## Activity 1
Based on the Throne Speech summary, do these statements agree with the text? (a) The government commits to balancing the budget in the next fiscal year. (b) Community Care Access Centres will be merged with Local Health Integration Networks. (c) New health care dollars are to go to higher salaries for administrators. Answer yes or no for each and quote the deciding words.
## Activity 2
In the Throne Speech summary, what bill number does the Patients First Act have?

## Document extract

Today’s Speech from the Throne outlines the Ontario government’s priorities leading up to the next election in two years. Included is confirmation of their commitment to:
- Balance the budget in the next fiscal year
- “Build a Health Care System Everyone Can Rely On”, which includes reintroducing Bill 210 (the Patients First Act) and deliver on the Primary Care Guarantee
This health care document credits the increase in the number of doctors and nurses and the introduction of family health teams among government’s actions resulting in “patient experiences and outcomes have steadily improved”.
Looking forward, this document states, “… the proposed Patients First Act will better coordinate and integrate access to primary care and home and community care for all Ontarians, helping the government deliver on its commitment to connect a family doctor or nurse practitioner to everyone who wants one.”
The document also commits to:
- Ensuring fair compensation and investing in front-line health care professionals: The province is committed to growing the number of frontline healthcare professionals who provide high-quality patient care in Ontario. To do so, it has taken a firm stance that any new health care dollars must go to services in the community that provide care to the most people, and not only to higher salaries for administrators or certain specialists who are already receiving fair compensation for their services. The province will continue to work with Ontario’s doctors to reach an agreement that honours this shared commitment to enhance primary care and put patients first. Ontario’s doctors will continue to be among the most highly paid in Canada. Personal support workers are receiving the raises the government committed to, and that they deserve, for their role in caring for millions of people’s loved ones. To help ensure every available resource is going towards patient care, the province will reduce bureaucratic inefficiencies by merging Community Care Access Centres with Local Health Integration Networks.

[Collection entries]
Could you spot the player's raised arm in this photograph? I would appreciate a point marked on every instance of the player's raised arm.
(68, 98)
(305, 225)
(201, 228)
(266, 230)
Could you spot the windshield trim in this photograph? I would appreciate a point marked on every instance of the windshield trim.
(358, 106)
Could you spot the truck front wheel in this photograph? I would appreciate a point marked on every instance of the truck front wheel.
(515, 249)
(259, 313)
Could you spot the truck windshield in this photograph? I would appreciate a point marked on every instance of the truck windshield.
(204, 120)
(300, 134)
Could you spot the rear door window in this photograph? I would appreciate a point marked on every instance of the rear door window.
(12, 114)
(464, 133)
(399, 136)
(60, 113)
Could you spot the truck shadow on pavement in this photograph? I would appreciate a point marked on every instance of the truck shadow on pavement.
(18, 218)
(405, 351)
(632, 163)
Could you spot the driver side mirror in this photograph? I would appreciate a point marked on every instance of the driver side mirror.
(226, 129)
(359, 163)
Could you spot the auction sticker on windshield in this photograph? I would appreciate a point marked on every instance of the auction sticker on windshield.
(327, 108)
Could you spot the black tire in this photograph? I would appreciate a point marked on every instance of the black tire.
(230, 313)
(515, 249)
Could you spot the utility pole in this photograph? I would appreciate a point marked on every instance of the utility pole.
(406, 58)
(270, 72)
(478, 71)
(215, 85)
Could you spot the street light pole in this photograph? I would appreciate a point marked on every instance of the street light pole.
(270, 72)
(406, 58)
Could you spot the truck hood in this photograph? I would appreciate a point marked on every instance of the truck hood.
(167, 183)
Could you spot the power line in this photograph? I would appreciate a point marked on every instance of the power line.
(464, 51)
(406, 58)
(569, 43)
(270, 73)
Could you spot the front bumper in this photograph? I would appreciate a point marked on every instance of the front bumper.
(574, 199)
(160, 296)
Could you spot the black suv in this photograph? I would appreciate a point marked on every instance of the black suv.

## Response area 1
(a) Yes: "Balance the budget in the next fiscal year"
(b) Yes: "merging Community Care Access Centres with Local Health Integration Networks"
(c) No: "any new health care dollars must go to services in the community that provide care to the most people, and not only to higher salaries for administrators or certain specialists who are already receiving fair compensation for their services"

## Response area 2
Bill 210